(What the task asks) Return each entry exactly, with none missing.

---*---

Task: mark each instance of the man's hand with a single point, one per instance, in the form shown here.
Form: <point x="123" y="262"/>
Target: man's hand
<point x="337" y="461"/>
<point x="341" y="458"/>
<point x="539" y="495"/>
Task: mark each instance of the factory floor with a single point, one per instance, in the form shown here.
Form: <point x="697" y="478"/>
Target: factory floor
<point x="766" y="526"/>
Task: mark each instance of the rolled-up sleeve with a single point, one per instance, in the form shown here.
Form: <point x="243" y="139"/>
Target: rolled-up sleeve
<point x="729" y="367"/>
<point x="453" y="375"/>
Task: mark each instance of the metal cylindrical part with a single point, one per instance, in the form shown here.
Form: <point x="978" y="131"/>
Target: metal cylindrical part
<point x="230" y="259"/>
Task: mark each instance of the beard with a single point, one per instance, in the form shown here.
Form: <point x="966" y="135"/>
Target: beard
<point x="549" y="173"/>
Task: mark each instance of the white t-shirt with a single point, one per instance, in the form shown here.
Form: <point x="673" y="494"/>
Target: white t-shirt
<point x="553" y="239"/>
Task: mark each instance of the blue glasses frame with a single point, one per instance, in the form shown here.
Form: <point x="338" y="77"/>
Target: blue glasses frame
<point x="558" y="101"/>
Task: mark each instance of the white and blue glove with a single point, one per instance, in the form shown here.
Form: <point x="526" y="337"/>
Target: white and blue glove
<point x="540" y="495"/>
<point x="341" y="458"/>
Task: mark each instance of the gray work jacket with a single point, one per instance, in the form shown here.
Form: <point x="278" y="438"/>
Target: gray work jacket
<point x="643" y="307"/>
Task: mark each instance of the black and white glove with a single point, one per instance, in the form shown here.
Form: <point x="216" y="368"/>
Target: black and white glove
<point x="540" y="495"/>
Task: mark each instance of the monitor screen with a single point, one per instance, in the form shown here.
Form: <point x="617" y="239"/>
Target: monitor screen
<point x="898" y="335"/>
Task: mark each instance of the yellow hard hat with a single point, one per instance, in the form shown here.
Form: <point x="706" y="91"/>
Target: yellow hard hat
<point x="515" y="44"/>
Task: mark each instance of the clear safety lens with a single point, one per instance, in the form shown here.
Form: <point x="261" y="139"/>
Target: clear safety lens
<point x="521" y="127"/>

---*---

(Solution)
Task: mark each instance of the man's hand with a single point, one per instance, in the form shown here.
Form: <point x="123" y="262"/>
Target: man's hand
<point x="337" y="461"/>
<point x="341" y="458"/>
<point x="539" y="495"/>
Task: mark each instance of the factory floor with a single point, one per instance, in the form shown here.
Form: <point x="697" y="478"/>
Target: factory floor
<point x="766" y="526"/>
Task: mark each instance of the rolled-up sleeve with a single point, one per instance, in the form shown here.
Form: <point x="243" y="139"/>
Target: rolled-up sleeve
<point x="729" y="367"/>
<point x="453" y="375"/>
Task: mark each instance of the metal cylindrical part with a single point, one per instance, in the form shown here.
Form: <point x="978" y="131"/>
Target: metal cylindrical part
<point x="230" y="259"/>
Task: mark each instance of the beard with a single point, one per instance, in the form shown here.
Form: <point x="966" y="135"/>
Target: beard
<point x="549" y="173"/>
Task: mark each instance of the white t-shirt with a single point, one per instance, in the form shown here.
Form: <point x="673" y="494"/>
Target: white t-shirt
<point x="553" y="239"/>
Task: mark each instance of the blue glasses frame with a single point, one per instance, in the form shown here.
Form: <point x="338" y="77"/>
Target: blue glasses frame
<point x="558" y="101"/>
Task: mark each instance of the white and blue glove with a single point, one per instance, in the form shown here.
Form: <point x="526" y="337"/>
Target: white and blue glove
<point x="540" y="495"/>
<point x="341" y="458"/>
Task: mark each instance of the gray work jacket with a single point, one per instance, in the form shown here.
Form: <point x="278" y="438"/>
Target: gray work jacket
<point x="643" y="307"/>
Task: mark each instance of the black and white glove with a single point, one per instance, in the form shown here.
Form: <point x="216" y="368"/>
Target: black and white glove
<point x="540" y="495"/>
Task: mark each instance of the monitor screen with a single point, one per instance, in the form shown here.
Form: <point x="617" y="239"/>
Target: monitor screen
<point x="898" y="335"/>
Task: mark each instance of the yellow hard hat with a single point, one per instance, in the form shown here.
Form: <point x="706" y="91"/>
Target: yellow hard hat
<point x="515" y="44"/>
Task: mark each instance of the clear safety lens with a single point, one per instance, in the form shown here.
Form: <point x="261" y="139"/>
Target: clear safety lens
<point x="521" y="127"/>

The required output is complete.